▶ [Selected extract]
Zulip Chat Archive

Stream: lean4

Topic: advent of code!!!


Huỳnh Trần Khanh (Dec 02 2021 at 10:09):

hey... would you like to do this year's advent of code in lean 4? https://adventofcode.com

Henrik Böving (Dec 02 2021 at 10:21):

I would imagine that at some point the (at the moment) rather rudimentary stdlib might hit its limits but the first few days should definitely be doable.

Mario Carneiro (Dec 02 2021 at 10:38):

obviously the goal is to build the standard library in the process :)

▶ [Dataset extract]
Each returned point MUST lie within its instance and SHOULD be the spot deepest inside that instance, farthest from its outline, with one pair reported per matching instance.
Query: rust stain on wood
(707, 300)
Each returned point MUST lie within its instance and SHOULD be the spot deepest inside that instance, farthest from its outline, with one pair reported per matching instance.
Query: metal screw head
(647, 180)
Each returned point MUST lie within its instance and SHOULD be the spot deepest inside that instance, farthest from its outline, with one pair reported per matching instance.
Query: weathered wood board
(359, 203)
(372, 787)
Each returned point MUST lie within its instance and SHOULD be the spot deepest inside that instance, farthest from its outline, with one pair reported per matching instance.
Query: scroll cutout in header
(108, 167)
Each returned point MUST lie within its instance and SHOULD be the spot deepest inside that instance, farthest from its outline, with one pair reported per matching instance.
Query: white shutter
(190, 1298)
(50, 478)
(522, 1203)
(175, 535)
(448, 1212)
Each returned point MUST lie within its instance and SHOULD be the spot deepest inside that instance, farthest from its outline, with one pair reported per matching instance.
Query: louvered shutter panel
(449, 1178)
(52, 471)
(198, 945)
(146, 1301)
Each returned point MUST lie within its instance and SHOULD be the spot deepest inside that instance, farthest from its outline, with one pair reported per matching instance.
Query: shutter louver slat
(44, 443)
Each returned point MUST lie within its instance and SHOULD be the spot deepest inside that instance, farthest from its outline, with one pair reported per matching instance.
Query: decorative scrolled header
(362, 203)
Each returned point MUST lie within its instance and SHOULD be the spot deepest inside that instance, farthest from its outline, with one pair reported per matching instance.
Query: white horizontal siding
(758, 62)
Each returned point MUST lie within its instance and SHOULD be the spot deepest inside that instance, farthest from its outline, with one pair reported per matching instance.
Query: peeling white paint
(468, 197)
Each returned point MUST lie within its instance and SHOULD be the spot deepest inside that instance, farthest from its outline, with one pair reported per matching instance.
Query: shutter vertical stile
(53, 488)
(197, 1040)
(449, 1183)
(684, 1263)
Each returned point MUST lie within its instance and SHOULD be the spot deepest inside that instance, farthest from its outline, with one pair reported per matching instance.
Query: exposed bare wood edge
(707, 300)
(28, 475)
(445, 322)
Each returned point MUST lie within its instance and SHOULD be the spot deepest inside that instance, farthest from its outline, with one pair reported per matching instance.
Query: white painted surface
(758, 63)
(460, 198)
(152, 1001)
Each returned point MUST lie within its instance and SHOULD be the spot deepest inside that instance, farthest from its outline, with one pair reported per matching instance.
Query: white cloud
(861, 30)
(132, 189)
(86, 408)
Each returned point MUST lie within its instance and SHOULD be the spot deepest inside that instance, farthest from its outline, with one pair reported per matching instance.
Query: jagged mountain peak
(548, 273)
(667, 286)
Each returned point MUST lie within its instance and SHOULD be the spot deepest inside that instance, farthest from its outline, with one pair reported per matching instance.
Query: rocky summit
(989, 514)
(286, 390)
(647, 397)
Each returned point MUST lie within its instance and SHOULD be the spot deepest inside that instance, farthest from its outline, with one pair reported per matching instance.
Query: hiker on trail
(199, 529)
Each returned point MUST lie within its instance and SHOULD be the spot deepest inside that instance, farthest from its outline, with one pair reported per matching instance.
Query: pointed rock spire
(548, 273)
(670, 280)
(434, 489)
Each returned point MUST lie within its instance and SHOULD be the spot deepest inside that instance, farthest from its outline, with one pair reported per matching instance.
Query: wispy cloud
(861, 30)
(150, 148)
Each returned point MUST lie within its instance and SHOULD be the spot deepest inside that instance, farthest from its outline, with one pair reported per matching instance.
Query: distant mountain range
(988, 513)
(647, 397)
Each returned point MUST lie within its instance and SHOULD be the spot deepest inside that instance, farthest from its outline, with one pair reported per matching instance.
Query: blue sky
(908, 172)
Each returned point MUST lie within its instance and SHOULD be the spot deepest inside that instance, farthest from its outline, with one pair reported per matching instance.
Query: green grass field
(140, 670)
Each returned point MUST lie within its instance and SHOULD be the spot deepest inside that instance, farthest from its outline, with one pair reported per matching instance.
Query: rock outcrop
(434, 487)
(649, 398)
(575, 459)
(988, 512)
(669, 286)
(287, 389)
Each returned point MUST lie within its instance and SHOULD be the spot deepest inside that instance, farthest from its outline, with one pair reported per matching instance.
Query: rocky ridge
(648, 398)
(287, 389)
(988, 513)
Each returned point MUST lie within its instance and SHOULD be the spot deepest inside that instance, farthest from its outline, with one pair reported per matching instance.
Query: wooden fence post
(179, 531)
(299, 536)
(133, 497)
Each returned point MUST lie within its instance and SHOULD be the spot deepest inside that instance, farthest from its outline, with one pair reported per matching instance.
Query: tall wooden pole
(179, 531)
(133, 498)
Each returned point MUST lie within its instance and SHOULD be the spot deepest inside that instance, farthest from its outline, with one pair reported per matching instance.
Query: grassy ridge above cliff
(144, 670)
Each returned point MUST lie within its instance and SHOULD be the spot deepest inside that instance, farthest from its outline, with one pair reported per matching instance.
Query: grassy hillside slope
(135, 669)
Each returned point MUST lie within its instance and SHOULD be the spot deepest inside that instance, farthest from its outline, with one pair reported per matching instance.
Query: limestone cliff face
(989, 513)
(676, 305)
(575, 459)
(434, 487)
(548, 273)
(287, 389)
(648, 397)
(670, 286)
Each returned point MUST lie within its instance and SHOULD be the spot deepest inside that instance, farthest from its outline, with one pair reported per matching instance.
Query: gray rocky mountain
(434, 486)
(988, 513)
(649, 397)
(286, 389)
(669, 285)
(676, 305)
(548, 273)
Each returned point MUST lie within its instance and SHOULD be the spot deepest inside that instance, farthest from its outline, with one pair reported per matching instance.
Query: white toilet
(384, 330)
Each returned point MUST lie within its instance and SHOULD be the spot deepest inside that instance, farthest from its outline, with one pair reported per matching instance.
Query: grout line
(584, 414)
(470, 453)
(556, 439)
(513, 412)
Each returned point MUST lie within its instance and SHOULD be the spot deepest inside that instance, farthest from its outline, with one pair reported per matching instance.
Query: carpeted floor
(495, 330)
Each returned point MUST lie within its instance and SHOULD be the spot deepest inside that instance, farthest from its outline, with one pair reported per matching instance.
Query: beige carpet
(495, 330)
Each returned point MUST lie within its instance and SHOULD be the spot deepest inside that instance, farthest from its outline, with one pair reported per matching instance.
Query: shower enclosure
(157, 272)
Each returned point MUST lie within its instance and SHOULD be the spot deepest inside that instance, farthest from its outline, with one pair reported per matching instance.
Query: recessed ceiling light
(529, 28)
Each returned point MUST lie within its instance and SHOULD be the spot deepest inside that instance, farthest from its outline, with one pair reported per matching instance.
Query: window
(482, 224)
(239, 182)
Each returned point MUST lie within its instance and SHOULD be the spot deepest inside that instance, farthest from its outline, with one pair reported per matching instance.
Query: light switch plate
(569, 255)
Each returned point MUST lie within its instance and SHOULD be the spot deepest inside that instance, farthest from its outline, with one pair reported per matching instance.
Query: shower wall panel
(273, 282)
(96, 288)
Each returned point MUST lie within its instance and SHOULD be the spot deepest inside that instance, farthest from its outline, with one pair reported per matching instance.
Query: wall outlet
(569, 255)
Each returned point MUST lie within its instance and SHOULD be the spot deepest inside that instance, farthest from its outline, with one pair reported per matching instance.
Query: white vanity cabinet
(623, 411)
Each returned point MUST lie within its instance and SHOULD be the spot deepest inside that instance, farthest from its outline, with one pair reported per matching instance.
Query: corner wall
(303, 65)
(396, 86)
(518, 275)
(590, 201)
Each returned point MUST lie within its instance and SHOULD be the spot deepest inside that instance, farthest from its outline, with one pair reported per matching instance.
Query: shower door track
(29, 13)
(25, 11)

▶ [Exercises to complete]
1. In the Lean 4 advent of code chat thread, what does Mario Carneiro name as the goal?
2. Carry the Lean 4 advent of code chat thread on from its last message.
These lines have no connection to the chat thread about Lean 4 and advent of code.

▶ [Answers for this exercise]
1. To build the standard library in the process.

2.
Alcides Fonseca (Dec 02 2021 at 11:52):

Huỳnh Trần Khanh said:

hey... would you like to do this year's advent of code in lean 4? https://adventofcode.com

I've been trying to keep up with it: https://github.com/alcides/AoC2021Lean4

I couldn't find the IO documented, so I've looked at the solutions of last year: https://github.com/rwbarton/advent-of-lean-4

I wonder whether the lean4 would be open for PRs regarding the documentation, and if there were any general guidelines regarding expecting quality.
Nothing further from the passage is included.